# [To be done]
• 1. Name every function defined with def in the Python exception-handling text, listing each distinct name once.
• 2. Carry on the Python exception-handling text, starting right after its last sentence.

5.1.3 Catching Multiple Exceptions

Often, several different things can go wrong, and you want to handle them differently:

def load_stock_data(filename):
    try:
        with open(filename, 'r') as f:
            lines = f.readlines()
        if len(lines) == 0:
            raise ValueError("File is empty")
        # Parse header and validate columns
        header = lines[0].strip().split(',')
        required_columns = ['date', 'close', 'volume']
        missing = set(required_columns) - set(header)
        if missing:
            raise ValueError(f"Missing required columns: {missing}")
        return lines
    except FileNotFoundError:
        print(f"Error: File '{filename}' not found")
        return None
    except ValueError as e:
        print(f"Error: Invalid data format - {e}")
        return None

You can also catch multiple exceptions in a single except block if you want to handle them the same way:

def load_data(filename):
    try:
        with open(filename, 'r') as f:
            return f.read()
    except (FileNotFoundError, PermissionError) as e:
        print(f"Error loading '{filename}': {e}")
        return None

5.1.4 The else and finally Clauses

The try-except block can include two additional clauses: else and finally.

The else clause runs if no exception was raised:

def process_file(filename):
    try:
        with open(filename, 'r') as f:
            lines = f.readlines()
    except FileNotFoundError:
        print(f"File not found: {filename}")
        return None
    else:
        # This runs only if no exception occurred
        print(f"Successfully loaded {len(lines)} lines")
        return lines

The finally clause always runs, whether an exception occurred or not. This is useful for cleanup:

def analyze_large_dataset(filename):
    file_handle = None
    try:
        file_handle = open(filename, 'r')
        data = process(file_handle)
        return data
    except Exception as e:
        print(f"Error processing file: {e}")
        return None
    finally:
        if file_handle:
            file_handle.close()

1: The except block handles errors.
2: The finally block always runs, ensuring the file is closed even if an error occurs or the function returns early.

Context Managers vs. finally

For file handling and similar resources, Python’s context managers (the with statement) are usually cleaner than finally:

def analyze_large_dataset(filename):
    try:
        with open(filename, 'r') as file_handle:
            data = process(file_handle)
            return data
    except Exception as e:
        print(f"Error processing file: {e}")
        return None

The context manager automatically closes the file, even if an exception occurs.

# [Material provided]
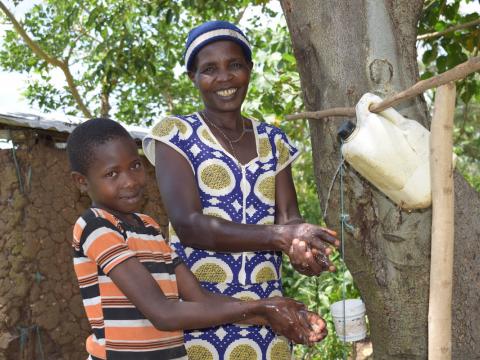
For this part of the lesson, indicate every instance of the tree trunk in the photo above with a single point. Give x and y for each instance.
(344, 49)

# [Expected results]
• 1. load_stock_data, load_data, process_file, analyze_large_dataset

• 2.
5.1.5 Raising Exceptions

Sometimes you need to signal an error in your own code. Use the raise statement:

def calculate_sharpe_ratio(returns, risk_free_rate):
    """Calculate Sharpe ratio.

    Parameters
    ----------
    returns : array-like
        Series of returns
    risk_free_rate : float
        Risk-free rate

    Raises
    ------
    ValueError
        If returns is empty or risk_free_rate is negative
    """
    if len(returns) == 0:
        raise ValueError("Returns array cannot be empty")

    if risk_free_rate < 0:
        raise ValueError("Risk-free rate cannot be negative")

    excess_returns = returns - risk_free_rate
    return excess_returns.mean() / excess_returns.std()

This is much better than returning a special value like -999 or None and hoping the caller checks for it. An exception forces the caller to explicitly handle the error.

5.1.6 Creating Custom Exceptions

Video

The following video covers similar topics to this section.

For complex projects, you might want to define your own exception types. In Python, all exceptions are classes that inherit from the built-in Exception class (see Chapter 3 for more on classes and inheritance). This makes it easier to catch specific errors:

class DataQualityError(Exception):
    """Raised when data fails quality checks."""
    pass

class InsufficientDataError(Exception):
    """Raised when there's not enough data for analysis."""
    pass

def calculate_rolling_beta(stock_returns, market_returns, window=60):
    """Calculate rolling beta with data quality checks."""
    if len(stock_returns) < window:
        raise InsufficientDataError(
            f"Need at least {window} observations, got {len(stock_returns)}"
        )

    # Check for too many missing values
    missing_pct = stock_returns.isna().sum() / len(stock_returns)
    if missing_pct > 0.1:
        raise DataQualityError(
            f"Too many missing values: {missing_pct:.1%}"
        )

    # Calculate beta...

Now calling code can handle different errors appropriately:

try:
    beta = calculate_rolling_beta(stock_returns, market_returns)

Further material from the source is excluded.